Records from a dataset
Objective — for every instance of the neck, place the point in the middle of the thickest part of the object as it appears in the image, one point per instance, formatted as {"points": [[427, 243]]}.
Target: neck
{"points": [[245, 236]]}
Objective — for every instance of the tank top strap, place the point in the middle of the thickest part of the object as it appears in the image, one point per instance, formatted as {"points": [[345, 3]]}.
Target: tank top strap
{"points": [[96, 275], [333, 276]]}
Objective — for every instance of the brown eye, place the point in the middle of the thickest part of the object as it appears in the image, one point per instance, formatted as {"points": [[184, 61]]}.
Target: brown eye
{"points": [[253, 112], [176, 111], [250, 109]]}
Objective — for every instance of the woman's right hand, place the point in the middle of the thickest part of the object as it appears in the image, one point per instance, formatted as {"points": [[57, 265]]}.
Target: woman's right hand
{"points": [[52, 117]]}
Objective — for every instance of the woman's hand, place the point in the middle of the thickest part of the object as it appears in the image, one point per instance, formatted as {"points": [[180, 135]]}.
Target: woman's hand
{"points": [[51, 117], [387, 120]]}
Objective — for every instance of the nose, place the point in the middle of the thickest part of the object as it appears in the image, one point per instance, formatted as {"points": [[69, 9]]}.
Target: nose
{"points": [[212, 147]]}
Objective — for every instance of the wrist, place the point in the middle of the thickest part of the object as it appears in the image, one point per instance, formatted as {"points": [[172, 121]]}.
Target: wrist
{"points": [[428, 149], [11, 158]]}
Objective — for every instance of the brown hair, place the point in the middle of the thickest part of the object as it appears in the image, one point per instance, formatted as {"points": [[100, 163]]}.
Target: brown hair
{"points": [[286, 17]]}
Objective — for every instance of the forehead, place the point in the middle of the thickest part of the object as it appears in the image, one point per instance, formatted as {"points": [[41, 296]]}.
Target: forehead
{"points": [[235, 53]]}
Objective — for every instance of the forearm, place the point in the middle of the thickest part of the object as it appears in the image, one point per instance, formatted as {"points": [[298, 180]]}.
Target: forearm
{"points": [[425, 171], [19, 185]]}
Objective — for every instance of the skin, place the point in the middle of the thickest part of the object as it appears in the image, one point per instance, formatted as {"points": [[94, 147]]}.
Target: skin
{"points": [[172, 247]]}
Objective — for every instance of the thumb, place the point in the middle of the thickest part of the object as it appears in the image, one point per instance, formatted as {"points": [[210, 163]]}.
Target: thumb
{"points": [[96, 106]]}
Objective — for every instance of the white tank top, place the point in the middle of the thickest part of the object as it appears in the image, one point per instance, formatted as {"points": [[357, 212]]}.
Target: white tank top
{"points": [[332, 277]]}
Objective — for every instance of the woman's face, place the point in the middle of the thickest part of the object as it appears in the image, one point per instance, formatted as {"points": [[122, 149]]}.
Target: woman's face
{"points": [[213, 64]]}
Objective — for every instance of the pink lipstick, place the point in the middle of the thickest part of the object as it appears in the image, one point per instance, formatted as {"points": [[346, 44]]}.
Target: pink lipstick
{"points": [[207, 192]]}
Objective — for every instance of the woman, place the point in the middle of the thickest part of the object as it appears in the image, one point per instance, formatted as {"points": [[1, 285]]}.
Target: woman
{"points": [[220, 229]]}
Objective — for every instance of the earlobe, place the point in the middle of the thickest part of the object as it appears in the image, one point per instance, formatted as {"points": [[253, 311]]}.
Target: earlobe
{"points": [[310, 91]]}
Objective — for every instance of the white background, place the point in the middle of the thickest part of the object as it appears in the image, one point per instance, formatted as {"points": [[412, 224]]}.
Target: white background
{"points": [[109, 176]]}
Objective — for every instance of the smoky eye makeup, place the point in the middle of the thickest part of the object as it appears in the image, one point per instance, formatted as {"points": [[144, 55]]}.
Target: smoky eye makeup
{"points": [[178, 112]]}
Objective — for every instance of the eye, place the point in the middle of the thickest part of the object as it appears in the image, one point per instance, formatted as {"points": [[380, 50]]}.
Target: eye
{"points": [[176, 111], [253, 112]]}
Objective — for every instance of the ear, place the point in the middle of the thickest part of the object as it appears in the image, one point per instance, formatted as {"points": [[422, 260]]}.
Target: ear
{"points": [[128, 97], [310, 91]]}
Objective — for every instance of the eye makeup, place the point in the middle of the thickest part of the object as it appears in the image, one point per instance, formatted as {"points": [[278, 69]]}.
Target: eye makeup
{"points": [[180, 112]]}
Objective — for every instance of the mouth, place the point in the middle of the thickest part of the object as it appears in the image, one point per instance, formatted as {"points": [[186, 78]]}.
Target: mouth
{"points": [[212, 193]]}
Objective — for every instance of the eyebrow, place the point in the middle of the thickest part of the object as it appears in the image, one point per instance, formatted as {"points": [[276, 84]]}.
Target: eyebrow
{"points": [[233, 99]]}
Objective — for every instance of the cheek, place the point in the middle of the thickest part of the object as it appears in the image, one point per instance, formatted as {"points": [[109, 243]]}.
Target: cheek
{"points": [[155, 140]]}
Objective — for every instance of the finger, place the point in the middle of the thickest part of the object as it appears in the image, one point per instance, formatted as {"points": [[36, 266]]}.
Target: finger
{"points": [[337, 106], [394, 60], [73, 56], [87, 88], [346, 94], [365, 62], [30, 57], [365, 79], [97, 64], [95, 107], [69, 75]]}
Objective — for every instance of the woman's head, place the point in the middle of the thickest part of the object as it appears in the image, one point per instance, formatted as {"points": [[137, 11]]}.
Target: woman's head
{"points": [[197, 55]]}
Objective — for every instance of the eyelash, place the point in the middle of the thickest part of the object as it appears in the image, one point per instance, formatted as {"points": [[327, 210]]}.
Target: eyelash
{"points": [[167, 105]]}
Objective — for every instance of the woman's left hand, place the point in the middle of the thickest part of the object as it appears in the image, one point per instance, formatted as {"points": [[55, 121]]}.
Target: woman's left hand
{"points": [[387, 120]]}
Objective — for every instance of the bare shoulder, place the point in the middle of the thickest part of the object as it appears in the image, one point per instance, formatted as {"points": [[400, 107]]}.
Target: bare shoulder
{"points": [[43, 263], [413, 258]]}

§ **Instructions for the task**: From the line that contains "Objective — for every instance of the eyelash, place" to the last line of the material above, repeat every line exactly, keeping both the first and the last.

§ **Problem solution**:
Objective — for every instance of the eyelash, place the point in the middle of the thickest part of the object as it appears in the image, one point per instance, formatted as {"points": [[327, 210]]}.
Target: eyelash
{"points": [[167, 105]]}
Objective — for every instance of the woman's left hand, place the point in the middle of the thickest part of the object as it appears in the image, one point per instance, formatted as {"points": [[55, 121]]}.
Target: woman's left hand
{"points": [[387, 120]]}
Objective — for every instance of the bare shoulder, place the point in the middle of the thickest part of the object as it appears in the image, one point per instance, formatted as {"points": [[400, 107]]}.
Target: bare shoulder
{"points": [[43, 263], [413, 258]]}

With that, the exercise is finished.